## AUSGEWÄHLTER AUSZUG
* * * *

Sie sind klein und leicht zu übersehen: 5000 Stolpersteine. Die kleinen Betonplatten mit Messingüberzug erinnern an die Opfer des Nationalsozialismus. Mit einer besonderen Aktion setzen Berlins Bürger ein Zeichen gegen das Vergessen.
Es ist ein kalter, sonniger Tag. Vor der Zionskirche in Berlin-Mitte treffen sich nach und nach um die dreißig Menschen. Etwa eine vornehme, fein angezogene ältere Dame, oder der typische „Prenzlberger Künstlertyp“ im Ökolook, dazu ein junges Pärchen mit Baby im Kinderwagen – auf den ersten Blick lauter Menschen ohne Gemeinsamkeiten. Sie treffen sich hier zum Putzen: Im Gedenken an die Reichspogromnacht vor 75 Jahren reinigen sie Stolpersteine, um sie wieder lesbar zu machen. Und um unsere Aufmerksamkeit zu wecken: „Ein Mensch ist erst vergessen, wenn sein Name vergessen ist.“ Das ist das Motto, unter dem die Steine verlegt werden. Und dieses Vergessen soll niemals passieren. Dafür setzen sich Berlins Bürger ein.

* * * *

## AUFGABE A
Zitiere aus dem Text über die Stolpersteine den Abschnitt von „Es ist ein kalter, sonniger“ bis „Berlins Bürger ein.“.
## AUFGABE B
Schreib den Text über die Stolpersteine nach seinem letzten Satz weiter.

## GEGEBENE EINTRÄGE
* * * *

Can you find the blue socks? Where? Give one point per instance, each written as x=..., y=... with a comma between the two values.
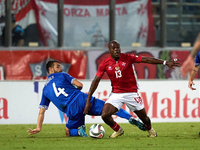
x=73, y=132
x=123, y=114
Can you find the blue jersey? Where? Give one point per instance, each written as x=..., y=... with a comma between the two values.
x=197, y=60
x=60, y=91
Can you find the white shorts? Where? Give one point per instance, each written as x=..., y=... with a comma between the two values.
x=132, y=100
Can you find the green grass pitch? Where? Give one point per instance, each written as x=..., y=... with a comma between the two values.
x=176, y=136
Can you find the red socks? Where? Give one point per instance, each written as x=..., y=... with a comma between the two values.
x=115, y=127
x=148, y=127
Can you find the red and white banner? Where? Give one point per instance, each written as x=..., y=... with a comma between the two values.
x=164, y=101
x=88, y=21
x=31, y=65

* * * *

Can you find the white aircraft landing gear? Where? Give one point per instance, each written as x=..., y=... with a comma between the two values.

* * * *

## ANTWORT A
Es ist ein kalter, sonniger Tag. Vor der Zionskirche in Berlin-Mitte treffen sich nach und nach um die dreißig Menschen. Etwa eine vornehme, fein angezogene ältere Dame, oder der typische „Prenzlberger Künstlertyp“ im Ökolook, dazu ein junges Pärchen mit Baby im Kinderwagen – auf den ersten Blick lauter Menschen ohne Gemeinsamkeiten. Sie treffen sich hier zum Putzen: Im Gedenken an die Reichspogromnacht vor 75 Jahren reinigen sie Stolpersteine, um sie wieder lesbar zu machen. Und um unsere Aufmerksamkeit zu wecken: „Ein Mensch ist erst vergessen, wenn sein Name vergessen ist.“ Das ist das Motto, unter dem die Steine verlegt werden. Und dieses Vergessen soll niemals passieren. Dafür setzen sich Berlins Bürger ein.

## ANTWORT B
Am 9. November 1938 riefen die Nationalsozialisten deutschlandweit zu Übergriffen auf Juden und deren Eigentum auf. Synagogen wurden angezündet, Geschäfte geplündert und zerstört und hunderte jüdische Mitbürger misshandelt und ermordet. Damit begann die schlimmste Judenverfolgung der Geschichte. So wurde der 9. November ein Tag um innezuhalten und der Opfer von Antisemitismus, Rassismus und anderer Diskriminierung zu gedenken.
Über die Vergangenheit stolpern
Die Stolpersteine sind ein Projekt des Kölner Künstlers Gunther Demnig. Sie erinnern an diejenigen, die von den Nationalsozialisten vertrieben, deportiert, ermordet oder in den Suizid getrieben wurden. Dazu gehören nicht nur Juden, sondern auch Homosexuelle, Sinti und Roma, geistig und körperlich Behinderte und andere Verfolgte im Dritten Reich. Meist werden die Steine, an deren Oberseite jeweils eine individuell beschriftete Messingplatte befestigt ist, vor dem letzten Wohnort der jeweiligen Person verlegt. Wer mit offenen Augen durch Berlins Straßen geht findet sie überall.
Und mit offenen Augen gehen an diesem Tag viele Menschen durch die Stadt. Kulturstaatssekretär André Schmitz (SPD) hatte im Rahmen des Themenjahres „Zerstörte Vielfalt“ 2013 dazu aufgerufen, sich der Stolpersteine anzunehmen.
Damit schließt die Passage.